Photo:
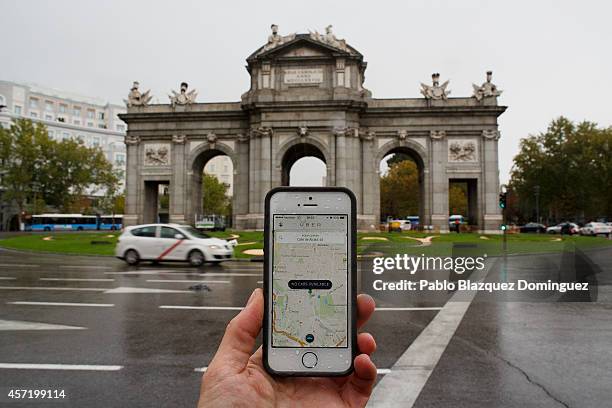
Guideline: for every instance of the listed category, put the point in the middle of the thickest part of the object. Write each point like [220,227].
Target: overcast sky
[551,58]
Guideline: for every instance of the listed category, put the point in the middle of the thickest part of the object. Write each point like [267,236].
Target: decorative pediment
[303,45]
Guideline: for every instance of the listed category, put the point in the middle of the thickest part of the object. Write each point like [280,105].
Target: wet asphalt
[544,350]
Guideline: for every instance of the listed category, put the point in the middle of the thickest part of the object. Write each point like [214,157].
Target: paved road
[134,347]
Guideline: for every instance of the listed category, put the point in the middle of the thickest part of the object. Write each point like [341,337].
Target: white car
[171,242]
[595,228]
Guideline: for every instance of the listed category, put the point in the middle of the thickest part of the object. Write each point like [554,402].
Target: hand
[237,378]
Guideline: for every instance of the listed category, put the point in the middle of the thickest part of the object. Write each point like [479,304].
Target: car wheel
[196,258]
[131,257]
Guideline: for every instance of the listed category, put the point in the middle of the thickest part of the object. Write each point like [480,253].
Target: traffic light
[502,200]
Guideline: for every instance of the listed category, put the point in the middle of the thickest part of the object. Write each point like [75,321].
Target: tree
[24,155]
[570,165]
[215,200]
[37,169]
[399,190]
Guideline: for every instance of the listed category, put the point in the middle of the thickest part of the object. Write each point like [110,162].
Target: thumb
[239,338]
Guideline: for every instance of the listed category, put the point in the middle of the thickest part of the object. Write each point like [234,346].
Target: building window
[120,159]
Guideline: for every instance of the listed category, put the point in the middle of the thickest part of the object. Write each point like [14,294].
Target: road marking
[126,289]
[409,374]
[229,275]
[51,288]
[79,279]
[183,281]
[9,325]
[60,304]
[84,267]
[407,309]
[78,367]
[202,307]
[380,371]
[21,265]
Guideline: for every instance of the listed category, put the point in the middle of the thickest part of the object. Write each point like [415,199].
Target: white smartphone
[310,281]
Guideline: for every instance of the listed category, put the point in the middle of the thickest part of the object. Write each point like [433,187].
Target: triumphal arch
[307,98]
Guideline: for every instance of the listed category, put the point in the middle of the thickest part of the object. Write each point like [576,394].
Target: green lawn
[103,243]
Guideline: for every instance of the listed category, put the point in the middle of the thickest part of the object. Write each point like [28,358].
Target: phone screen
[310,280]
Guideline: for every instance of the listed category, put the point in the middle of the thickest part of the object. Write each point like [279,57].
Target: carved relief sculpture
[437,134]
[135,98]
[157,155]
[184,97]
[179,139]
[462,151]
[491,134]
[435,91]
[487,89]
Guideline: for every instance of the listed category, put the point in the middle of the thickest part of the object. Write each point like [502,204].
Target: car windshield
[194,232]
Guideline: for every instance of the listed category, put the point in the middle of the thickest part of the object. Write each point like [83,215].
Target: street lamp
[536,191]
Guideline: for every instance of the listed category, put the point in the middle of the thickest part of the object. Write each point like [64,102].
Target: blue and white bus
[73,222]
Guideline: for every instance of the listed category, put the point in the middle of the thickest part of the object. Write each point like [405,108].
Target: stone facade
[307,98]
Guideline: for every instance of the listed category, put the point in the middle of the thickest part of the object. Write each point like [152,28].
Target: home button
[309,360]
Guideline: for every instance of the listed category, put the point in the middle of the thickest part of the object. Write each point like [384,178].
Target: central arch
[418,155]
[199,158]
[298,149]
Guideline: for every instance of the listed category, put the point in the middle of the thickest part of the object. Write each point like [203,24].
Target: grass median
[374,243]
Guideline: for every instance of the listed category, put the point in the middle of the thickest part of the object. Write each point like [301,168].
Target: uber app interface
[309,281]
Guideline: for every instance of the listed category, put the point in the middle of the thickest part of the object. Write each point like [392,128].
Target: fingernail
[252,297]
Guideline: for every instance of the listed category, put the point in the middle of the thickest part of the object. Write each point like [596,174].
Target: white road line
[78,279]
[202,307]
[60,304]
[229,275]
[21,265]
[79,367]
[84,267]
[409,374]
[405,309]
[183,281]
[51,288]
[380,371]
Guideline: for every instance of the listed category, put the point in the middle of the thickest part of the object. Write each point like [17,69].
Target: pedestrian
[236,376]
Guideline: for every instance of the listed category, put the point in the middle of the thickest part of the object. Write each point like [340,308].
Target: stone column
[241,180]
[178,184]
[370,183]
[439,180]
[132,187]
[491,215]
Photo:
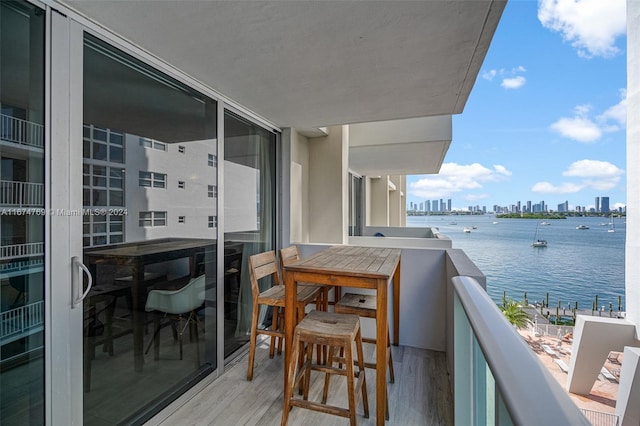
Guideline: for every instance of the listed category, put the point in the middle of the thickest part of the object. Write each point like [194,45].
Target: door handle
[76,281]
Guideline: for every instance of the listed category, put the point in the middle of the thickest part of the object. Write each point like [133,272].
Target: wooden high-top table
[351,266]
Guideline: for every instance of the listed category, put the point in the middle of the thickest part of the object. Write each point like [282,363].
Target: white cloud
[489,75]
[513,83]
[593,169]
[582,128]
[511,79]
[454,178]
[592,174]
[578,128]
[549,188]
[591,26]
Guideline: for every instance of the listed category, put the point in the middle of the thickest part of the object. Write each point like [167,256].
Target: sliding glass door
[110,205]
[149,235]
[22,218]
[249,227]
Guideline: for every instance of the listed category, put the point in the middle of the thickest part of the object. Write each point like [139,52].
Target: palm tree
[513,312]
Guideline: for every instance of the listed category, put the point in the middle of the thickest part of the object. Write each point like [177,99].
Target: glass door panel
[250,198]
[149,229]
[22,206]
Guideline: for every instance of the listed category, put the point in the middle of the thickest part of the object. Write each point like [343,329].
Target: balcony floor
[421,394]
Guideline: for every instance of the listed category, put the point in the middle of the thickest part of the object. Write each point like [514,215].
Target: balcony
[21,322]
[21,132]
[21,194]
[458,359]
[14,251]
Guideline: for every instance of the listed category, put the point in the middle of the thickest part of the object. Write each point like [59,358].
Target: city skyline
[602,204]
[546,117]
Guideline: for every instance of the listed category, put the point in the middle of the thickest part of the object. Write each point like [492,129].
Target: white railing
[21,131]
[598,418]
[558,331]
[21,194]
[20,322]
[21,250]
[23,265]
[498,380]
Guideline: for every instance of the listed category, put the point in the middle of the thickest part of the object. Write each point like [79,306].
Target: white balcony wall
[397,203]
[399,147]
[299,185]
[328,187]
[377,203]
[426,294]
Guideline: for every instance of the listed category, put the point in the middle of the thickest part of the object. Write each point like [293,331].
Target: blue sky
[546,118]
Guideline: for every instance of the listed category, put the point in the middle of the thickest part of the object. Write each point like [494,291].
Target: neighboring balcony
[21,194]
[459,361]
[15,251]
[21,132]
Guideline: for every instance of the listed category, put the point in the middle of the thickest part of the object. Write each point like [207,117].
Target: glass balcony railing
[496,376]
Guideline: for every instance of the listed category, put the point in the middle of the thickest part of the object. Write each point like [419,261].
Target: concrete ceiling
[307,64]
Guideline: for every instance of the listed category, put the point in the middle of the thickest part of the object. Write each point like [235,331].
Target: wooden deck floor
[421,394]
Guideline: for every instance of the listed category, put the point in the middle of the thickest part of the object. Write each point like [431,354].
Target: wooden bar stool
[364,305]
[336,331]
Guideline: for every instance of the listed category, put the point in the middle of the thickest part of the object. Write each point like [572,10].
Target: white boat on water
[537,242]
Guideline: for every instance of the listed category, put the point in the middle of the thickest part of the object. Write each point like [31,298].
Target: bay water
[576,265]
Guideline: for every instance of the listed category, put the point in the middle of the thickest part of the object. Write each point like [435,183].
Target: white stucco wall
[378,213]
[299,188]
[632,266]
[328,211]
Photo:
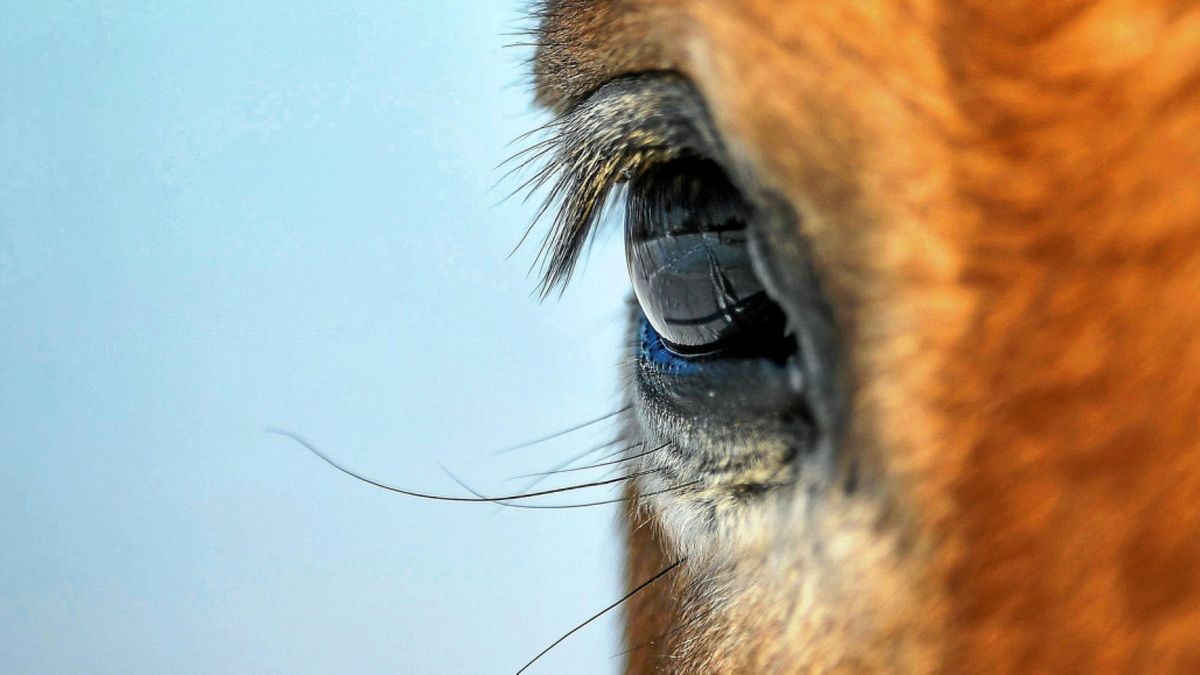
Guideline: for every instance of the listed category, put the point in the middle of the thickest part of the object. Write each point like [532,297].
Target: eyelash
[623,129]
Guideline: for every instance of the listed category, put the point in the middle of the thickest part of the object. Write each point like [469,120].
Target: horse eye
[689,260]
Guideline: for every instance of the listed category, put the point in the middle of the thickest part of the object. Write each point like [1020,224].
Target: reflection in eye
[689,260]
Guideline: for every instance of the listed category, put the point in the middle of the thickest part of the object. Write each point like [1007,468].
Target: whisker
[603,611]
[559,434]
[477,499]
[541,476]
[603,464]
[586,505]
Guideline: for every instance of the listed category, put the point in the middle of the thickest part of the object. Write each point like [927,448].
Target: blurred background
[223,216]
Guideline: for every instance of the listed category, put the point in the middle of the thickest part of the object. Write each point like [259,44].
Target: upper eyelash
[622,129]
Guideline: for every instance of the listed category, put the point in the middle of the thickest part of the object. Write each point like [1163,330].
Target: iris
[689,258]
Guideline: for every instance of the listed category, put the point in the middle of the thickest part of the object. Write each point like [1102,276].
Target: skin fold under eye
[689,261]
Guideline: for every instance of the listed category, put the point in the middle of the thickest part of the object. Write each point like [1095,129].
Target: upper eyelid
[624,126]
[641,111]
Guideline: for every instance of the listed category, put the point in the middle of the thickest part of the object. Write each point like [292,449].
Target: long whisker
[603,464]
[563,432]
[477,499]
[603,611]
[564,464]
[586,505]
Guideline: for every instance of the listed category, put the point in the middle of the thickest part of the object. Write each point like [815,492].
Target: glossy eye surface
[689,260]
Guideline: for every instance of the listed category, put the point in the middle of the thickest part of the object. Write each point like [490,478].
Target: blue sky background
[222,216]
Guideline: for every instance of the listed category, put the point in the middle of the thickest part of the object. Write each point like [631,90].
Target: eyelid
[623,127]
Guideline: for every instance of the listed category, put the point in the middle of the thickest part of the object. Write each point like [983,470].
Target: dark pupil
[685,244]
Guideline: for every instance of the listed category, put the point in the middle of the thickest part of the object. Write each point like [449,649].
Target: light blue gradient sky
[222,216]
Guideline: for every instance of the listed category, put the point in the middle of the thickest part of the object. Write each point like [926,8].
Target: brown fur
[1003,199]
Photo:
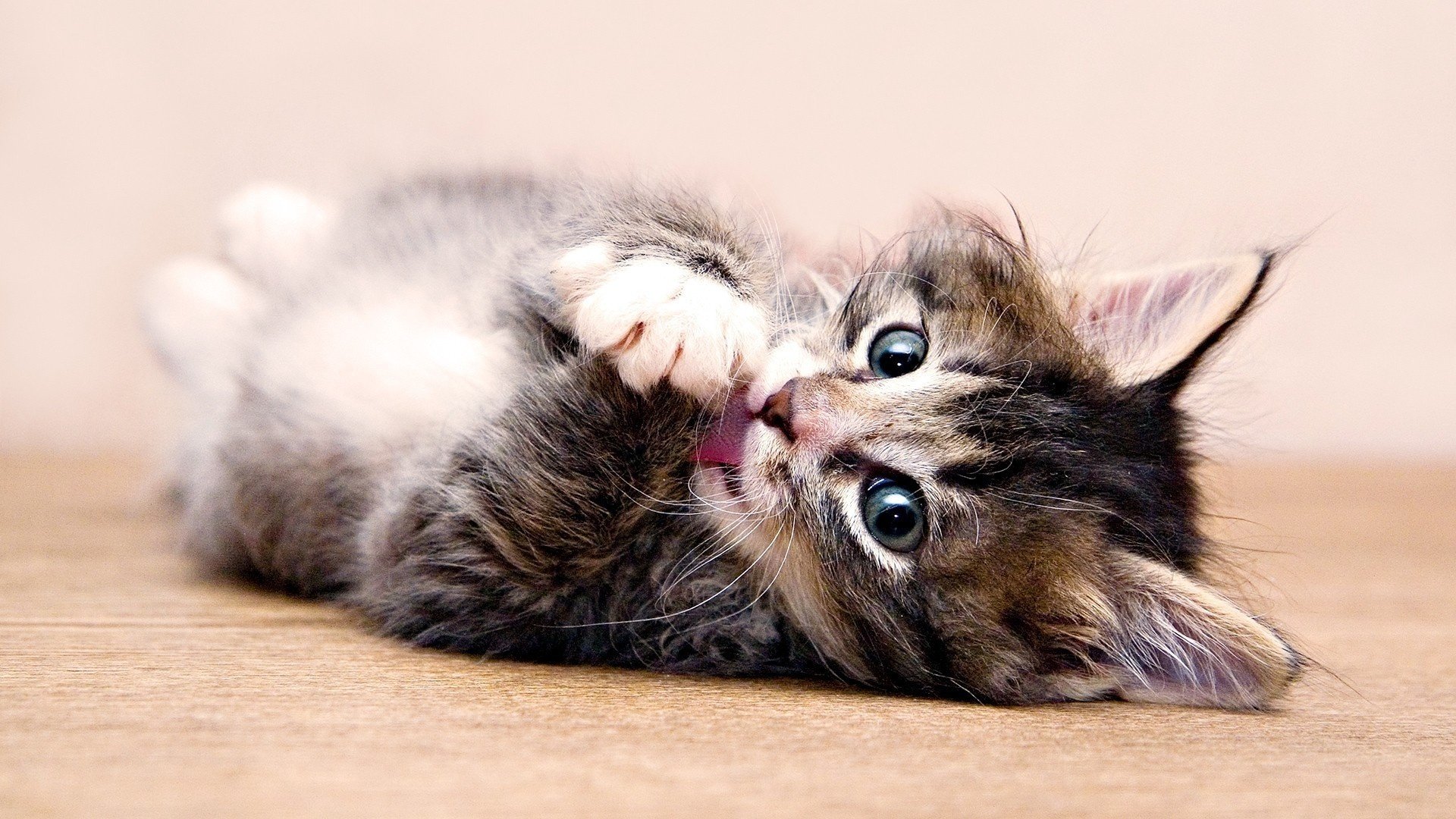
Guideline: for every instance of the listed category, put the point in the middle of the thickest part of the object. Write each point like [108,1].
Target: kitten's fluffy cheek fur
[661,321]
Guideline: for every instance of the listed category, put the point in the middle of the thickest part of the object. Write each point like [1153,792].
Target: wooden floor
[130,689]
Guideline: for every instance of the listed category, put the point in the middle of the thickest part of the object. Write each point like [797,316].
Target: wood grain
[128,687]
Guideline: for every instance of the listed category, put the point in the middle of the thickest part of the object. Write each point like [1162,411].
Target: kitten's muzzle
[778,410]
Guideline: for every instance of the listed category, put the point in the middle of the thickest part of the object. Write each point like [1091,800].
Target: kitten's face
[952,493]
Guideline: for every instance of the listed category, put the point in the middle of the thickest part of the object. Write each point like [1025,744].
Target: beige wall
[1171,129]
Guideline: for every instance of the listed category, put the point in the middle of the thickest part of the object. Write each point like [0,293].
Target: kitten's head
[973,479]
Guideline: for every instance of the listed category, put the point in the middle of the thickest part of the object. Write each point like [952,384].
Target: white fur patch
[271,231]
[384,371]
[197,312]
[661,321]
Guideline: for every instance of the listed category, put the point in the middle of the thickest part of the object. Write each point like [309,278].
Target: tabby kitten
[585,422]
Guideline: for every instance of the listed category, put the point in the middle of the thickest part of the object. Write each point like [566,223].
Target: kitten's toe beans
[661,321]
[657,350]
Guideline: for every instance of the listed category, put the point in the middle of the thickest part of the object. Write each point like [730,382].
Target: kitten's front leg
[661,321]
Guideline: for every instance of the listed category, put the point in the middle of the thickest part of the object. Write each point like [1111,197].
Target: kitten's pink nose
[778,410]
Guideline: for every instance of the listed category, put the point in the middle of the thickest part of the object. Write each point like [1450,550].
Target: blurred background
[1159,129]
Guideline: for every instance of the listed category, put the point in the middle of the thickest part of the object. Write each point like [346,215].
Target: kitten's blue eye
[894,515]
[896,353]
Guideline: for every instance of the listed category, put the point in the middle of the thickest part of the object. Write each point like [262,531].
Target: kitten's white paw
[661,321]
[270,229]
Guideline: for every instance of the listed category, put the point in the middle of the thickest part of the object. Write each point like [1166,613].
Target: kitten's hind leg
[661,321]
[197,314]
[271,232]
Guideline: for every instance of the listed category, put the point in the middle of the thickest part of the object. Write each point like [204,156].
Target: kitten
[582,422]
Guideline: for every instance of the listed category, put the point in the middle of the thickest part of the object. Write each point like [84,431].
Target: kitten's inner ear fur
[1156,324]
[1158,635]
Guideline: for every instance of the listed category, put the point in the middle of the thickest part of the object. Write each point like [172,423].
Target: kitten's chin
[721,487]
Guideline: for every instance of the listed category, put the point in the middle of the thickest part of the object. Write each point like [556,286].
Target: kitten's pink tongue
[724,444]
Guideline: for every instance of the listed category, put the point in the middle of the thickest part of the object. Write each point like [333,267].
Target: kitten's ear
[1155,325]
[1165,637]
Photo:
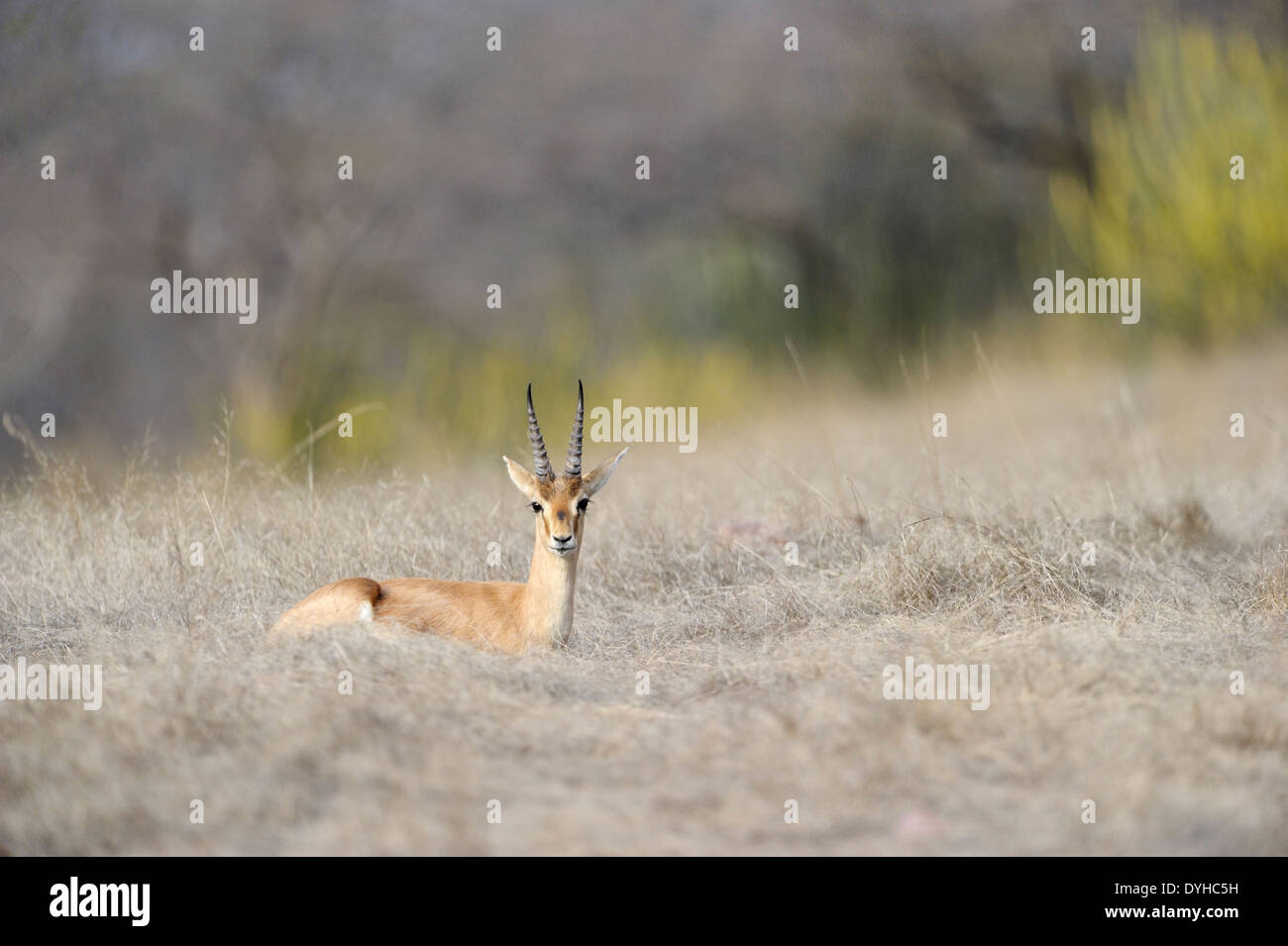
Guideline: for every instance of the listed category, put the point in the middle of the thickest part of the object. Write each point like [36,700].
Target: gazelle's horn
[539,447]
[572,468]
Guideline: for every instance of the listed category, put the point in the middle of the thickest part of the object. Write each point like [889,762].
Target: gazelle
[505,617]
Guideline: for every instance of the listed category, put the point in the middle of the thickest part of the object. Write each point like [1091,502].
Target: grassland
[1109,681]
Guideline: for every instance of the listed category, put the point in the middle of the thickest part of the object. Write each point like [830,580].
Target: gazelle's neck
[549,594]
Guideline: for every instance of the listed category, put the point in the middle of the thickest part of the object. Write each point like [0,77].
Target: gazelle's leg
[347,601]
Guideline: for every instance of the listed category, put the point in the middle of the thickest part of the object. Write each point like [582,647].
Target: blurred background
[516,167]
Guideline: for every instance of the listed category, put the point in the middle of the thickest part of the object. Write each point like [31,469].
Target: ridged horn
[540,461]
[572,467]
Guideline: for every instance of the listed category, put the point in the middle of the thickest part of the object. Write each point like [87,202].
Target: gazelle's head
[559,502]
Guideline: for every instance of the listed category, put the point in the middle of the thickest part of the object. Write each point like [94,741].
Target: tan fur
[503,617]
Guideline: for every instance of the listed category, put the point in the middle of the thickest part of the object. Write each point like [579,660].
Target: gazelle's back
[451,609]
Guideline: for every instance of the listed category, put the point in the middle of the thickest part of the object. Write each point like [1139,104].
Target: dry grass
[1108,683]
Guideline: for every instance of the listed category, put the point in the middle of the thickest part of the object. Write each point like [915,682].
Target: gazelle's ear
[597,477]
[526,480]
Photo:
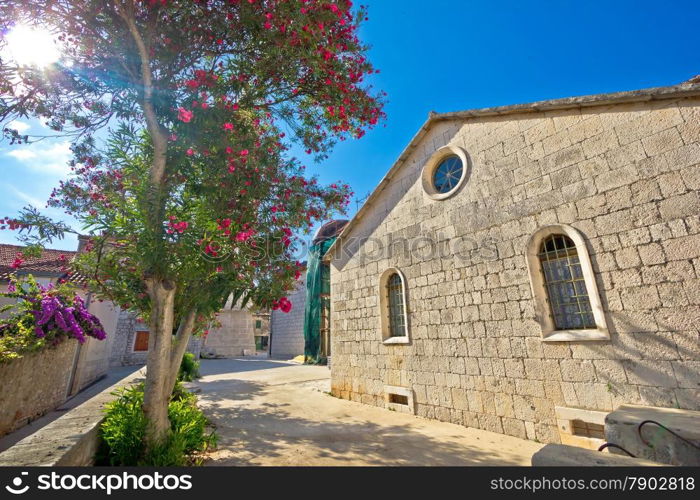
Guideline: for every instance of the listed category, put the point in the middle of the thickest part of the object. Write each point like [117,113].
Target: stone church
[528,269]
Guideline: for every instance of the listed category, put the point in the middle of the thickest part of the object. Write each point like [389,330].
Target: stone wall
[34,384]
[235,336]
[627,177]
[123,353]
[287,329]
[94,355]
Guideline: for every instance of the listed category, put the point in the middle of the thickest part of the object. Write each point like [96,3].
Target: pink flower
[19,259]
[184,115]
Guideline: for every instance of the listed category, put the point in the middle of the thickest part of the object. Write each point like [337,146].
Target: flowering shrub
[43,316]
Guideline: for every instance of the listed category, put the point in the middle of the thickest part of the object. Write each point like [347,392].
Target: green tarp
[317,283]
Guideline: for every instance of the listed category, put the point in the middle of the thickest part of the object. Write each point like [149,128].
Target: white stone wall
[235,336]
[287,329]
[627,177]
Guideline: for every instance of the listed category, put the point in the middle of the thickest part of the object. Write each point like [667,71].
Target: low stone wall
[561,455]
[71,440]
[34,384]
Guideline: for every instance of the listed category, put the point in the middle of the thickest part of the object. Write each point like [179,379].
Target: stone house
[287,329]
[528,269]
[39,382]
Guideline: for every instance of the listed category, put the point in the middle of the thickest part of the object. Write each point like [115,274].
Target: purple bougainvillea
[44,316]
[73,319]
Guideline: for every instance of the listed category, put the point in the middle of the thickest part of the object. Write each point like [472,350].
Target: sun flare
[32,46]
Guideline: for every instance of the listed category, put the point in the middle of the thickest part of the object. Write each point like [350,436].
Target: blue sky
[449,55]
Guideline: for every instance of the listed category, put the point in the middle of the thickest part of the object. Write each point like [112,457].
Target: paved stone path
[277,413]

| Required work |
Return the line that contains "point like [667,71]." along with every line after it through the end of the entries, exactly, adding nothing.

| Expected answer |
Guideline: for every instance of the listed category, put the point in the middle of the thickest part of the object. Write each point like [667,71].
Target: low stone wall
[561,455]
[71,440]
[34,384]
Guideline: for every instance of the listed category, put the point in the middle of the thickest part of the object. Write each point like [179,379].
Target: stone house
[287,329]
[528,269]
[39,382]
Guideline: for every instance of the listed category, put the point in the middle of the thickest part of the object. Write each point like [115,274].
Target: purple bougainvillea
[44,316]
[73,319]
Guideline: for every instance of the listed category, put the point in the middle of the thickest part of the object. Write each point like [472,350].
Target: sun flare
[32,46]
Guideline: for every instance of the listed category, put the point in the middle of the thickest part of the object. Write each point like [350,436].
Target: blue sky
[449,55]
Guideline: for every instance of the listed category, put the point in the middle of the thickest part of the object. Write each point like [112,457].
Target: paved stone path
[277,413]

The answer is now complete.